Nothing in the data should be left out or altered when it is retyped.
*** Begin section ***
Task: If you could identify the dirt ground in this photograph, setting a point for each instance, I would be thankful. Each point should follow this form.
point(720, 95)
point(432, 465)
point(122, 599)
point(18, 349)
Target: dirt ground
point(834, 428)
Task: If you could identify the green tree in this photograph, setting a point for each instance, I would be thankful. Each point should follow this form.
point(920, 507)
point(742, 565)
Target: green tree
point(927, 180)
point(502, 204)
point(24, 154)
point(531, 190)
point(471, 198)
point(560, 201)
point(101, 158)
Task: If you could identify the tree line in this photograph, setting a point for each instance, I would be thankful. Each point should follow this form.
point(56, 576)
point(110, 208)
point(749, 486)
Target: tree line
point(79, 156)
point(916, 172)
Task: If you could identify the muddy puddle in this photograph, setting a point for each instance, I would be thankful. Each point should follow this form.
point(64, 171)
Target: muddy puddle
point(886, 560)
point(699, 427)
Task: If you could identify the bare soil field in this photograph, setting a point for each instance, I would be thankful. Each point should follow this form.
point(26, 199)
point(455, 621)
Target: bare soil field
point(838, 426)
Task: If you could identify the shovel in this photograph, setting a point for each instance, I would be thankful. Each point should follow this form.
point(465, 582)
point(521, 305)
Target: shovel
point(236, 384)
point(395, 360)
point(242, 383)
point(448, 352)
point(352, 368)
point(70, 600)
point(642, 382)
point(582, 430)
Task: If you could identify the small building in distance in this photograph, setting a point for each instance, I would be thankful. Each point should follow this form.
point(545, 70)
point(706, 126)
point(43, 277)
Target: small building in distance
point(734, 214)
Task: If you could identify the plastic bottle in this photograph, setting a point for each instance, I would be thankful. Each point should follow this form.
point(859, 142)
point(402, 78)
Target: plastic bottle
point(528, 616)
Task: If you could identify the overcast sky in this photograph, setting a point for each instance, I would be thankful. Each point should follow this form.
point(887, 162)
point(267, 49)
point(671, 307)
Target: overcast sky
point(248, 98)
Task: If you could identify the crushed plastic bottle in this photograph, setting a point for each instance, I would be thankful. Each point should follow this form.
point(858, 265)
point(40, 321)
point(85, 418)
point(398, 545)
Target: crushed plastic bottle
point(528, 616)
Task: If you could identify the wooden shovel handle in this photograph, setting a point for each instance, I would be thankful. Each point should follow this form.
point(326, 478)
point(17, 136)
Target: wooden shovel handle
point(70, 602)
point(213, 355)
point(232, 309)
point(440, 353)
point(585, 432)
*** End section ***
• Output of the exercise:
Task: If you could identify the dirt ground in this photograph, setting a point for each instance, I would be thankful. Each point should follow this form.
point(720, 95)
point(432, 465)
point(122, 599)
point(18, 349)
Target: dirt ground
point(834, 428)
Task: If you could identify the green tree in this photograph, setting a point for each instance, I would be thankful. Each point should follow this form.
point(920, 507)
point(742, 565)
Target: green tree
point(927, 180)
point(502, 204)
point(24, 154)
point(531, 190)
point(471, 198)
point(560, 201)
point(101, 158)
Task: If you could identify the tree line in this photograph, setting a point for each instance, I would be thankful. Each point should follow this form.
point(56, 576)
point(110, 208)
point(749, 486)
Target: tree line
point(79, 156)
point(916, 172)
Task: If you could identify the muddy puddle in this photograph, setting a point for each instance, I would be thankful. Each point should follow this form.
point(64, 171)
Target: muddy puddle
point(886, 560)
point(699, 427)
Task: If you could identify the bare soil field in this photograph, setting a point for each instance, I would be thankful. Each point should follow this form.
point(26, 199)
point(455, 621)
Target: bare soil field
point(838, 426)
Task: If you could identify the shovel in this photograph, setting a point for each instance, I would be thankful. Each point should follow this form.
point(465, 582)
point(521, 305)
Target: shovel
point(236, 384)
point(395, 360)
point(242, 383)
point(448, 352)
point(352, 368)
point(70, 600)
point(642, 382)
point(582, 430)
Task: If you could identify the small building in distance in this photograph, setting a point for each instance, I would be thankful. Each point should follow this form.
point(545, 70)
point(706, 126)
point(43, 277)
Target: small building in distance
point(734, 214)
Task: If you could identify the plastic bottle in this photograph, setting a point for each instance, I would be thankful. Each point should follow this form.
point(859, 142)
point(402, 78)
Target: plastic bottle
point(528, 616)
Task: If you could identify the overcast sky in this photograph, setting a point for each instance, I would be thankful. Each point should follow this form.
point(887, 162)
point(267, 49)
point(671, 307)
Target: overcast sky
point(248, 98)
Task: If you could identify the crushed plastic bottle in this photograph, setting a point for each instance, I would be thankful. Each point should follow this form.
point(858, 265)
point(40, 321)
point(85, 418)
point(398, 545)
Target: crushed plastic bottle
point(528, 616)
Task: If you could identify the wooden shovel handle in this photograph, setting a point for each instance, I would be thankful. Each point should follow this form.
point(326, 478)
point(17, 136)
Target: wooden shovel handle
point(70, 602)
point(213, 355)
point(232, 309)
point(440, 353)
point(585, 432)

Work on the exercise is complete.